Using the entries that follow, give only the number of lines with the word "rock" in them.

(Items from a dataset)
····················

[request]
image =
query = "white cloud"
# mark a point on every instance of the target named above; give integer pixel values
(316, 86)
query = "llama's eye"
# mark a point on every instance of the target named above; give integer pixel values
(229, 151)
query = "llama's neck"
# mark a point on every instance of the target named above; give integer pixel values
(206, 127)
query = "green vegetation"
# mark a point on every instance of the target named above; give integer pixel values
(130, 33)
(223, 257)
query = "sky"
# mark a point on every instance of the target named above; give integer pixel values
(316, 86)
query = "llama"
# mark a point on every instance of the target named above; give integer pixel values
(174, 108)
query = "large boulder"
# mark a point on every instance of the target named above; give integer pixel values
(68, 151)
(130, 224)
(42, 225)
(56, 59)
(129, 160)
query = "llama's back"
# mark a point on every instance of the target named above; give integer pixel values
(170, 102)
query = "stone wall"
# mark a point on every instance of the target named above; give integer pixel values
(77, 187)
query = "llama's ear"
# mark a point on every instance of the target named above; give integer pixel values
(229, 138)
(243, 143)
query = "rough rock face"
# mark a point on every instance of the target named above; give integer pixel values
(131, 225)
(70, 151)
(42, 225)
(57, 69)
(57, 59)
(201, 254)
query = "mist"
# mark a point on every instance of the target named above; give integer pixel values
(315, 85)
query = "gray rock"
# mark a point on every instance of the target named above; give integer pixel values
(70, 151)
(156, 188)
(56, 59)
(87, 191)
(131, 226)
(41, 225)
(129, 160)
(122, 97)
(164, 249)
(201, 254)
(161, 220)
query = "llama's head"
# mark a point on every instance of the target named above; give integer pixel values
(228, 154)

····················

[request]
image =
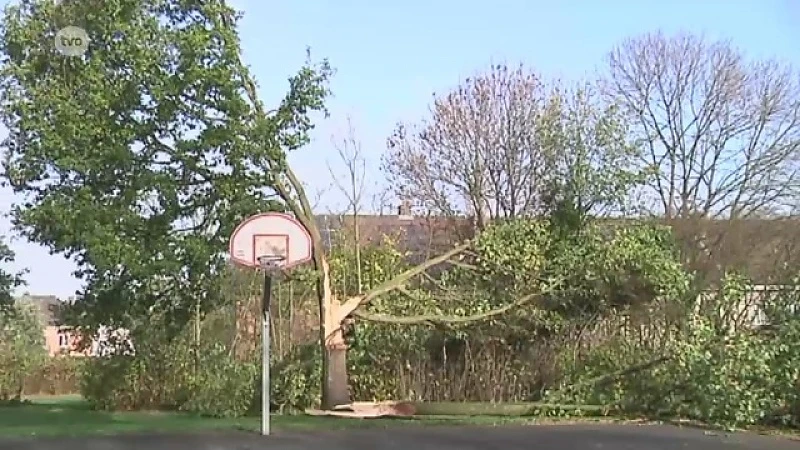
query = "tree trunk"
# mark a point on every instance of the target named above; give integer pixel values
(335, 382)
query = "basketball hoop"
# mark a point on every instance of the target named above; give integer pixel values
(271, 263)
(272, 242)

····················

**Expected answer:** 2